[Entries taken from a collection]

+ + +

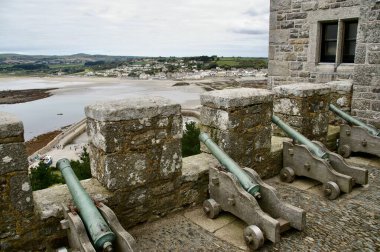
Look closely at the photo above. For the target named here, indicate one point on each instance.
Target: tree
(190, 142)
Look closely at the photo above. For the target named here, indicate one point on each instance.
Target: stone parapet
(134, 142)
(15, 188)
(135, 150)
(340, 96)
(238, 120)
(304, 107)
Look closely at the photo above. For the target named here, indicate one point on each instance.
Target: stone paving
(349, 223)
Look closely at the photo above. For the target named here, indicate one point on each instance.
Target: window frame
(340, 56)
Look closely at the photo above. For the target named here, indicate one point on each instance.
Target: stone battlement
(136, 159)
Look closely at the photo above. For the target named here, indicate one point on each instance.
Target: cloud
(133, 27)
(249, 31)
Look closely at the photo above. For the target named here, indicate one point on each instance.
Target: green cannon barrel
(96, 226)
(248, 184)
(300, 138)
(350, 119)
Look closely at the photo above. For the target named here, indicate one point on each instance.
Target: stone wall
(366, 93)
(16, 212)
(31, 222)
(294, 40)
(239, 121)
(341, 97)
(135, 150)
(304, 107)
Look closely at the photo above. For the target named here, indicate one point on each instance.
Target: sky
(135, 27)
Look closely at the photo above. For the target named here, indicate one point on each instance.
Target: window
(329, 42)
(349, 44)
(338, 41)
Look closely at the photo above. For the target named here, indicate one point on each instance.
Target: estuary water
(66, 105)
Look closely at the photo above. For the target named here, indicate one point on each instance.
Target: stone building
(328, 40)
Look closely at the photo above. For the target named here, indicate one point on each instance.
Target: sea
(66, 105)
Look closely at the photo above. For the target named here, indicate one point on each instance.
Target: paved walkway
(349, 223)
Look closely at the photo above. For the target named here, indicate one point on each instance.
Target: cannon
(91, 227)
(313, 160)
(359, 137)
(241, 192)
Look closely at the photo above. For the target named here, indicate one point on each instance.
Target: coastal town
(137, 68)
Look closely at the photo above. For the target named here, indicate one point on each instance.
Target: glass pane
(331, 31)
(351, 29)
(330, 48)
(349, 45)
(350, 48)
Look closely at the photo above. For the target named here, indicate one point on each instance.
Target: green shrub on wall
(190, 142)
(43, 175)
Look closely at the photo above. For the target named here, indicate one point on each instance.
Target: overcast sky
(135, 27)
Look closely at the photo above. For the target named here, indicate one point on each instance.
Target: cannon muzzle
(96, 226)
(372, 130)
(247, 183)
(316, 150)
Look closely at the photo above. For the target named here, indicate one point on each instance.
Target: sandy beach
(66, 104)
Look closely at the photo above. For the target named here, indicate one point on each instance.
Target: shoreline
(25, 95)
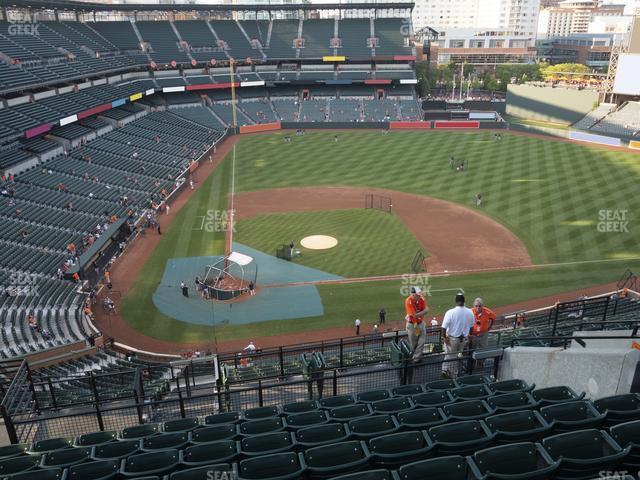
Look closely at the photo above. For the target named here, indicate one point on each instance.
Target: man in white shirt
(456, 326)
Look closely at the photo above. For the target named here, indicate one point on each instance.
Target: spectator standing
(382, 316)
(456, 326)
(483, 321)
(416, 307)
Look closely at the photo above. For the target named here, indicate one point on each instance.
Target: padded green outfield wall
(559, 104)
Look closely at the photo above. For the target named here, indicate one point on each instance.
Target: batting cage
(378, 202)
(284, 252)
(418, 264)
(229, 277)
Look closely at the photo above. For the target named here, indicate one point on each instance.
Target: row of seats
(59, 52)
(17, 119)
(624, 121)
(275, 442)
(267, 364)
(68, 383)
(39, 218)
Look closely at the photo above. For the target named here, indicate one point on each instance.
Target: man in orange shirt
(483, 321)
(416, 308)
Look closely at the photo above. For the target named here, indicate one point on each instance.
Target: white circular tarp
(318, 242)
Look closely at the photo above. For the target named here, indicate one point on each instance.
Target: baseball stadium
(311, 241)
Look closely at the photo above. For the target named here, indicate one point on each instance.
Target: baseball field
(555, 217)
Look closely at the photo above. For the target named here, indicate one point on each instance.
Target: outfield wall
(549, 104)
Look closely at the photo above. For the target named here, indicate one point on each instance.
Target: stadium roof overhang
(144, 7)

+ + +

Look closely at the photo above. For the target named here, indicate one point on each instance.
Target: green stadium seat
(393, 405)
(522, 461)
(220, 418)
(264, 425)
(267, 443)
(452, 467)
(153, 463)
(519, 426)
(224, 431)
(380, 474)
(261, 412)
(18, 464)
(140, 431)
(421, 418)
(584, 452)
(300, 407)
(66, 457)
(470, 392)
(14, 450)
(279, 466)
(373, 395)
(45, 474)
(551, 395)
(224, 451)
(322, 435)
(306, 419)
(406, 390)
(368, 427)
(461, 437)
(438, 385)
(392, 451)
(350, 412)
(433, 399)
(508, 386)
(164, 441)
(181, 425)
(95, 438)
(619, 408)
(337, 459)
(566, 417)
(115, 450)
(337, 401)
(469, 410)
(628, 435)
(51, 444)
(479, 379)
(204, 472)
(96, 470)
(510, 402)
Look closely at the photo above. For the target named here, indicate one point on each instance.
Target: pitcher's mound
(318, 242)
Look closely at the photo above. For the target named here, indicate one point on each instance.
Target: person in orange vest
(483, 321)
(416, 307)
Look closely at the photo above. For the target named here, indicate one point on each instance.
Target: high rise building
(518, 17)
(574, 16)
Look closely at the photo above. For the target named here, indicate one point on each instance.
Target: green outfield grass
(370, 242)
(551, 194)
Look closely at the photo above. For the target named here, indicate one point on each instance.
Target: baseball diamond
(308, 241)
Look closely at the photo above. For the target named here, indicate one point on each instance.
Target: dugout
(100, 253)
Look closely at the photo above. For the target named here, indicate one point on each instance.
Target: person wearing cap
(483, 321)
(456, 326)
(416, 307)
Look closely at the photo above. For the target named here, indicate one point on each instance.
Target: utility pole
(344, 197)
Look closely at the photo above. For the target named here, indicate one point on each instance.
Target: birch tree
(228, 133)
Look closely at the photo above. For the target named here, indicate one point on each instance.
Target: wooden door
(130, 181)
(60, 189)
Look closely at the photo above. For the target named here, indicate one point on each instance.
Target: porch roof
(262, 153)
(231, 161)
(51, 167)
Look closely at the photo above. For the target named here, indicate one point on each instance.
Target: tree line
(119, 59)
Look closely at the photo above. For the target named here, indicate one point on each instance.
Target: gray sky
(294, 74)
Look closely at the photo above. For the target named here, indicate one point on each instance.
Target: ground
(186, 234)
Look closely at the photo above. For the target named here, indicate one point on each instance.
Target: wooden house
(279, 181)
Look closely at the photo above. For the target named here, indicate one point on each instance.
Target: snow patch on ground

+ + +

Retype exactly the lines above, from the one with "Target: porch roof" through the one with "Target: snow patch on ground", inclusive.

Target: porch roof
(262, 153)
(231, 161)
(51, 167)
Look closely at the photo above. For the target named here, indicate one point on each instance.
Target: tree line
(119, 59)
Look closely at the photo above. For the target named here, indicate one point on each instance.
Target: gray sky
(294, 74)
Look closely at the photo above. For the target named here, indicate one point on each instance.
Target: ground
(186, 234)
Look closely at the photo above. For the target named here, indicate one point on each instance.
Target: wooden house
(279, 181)
Look closely at the photo above. For the target named here, indicate one point on each instance.
Target: snow patch on ground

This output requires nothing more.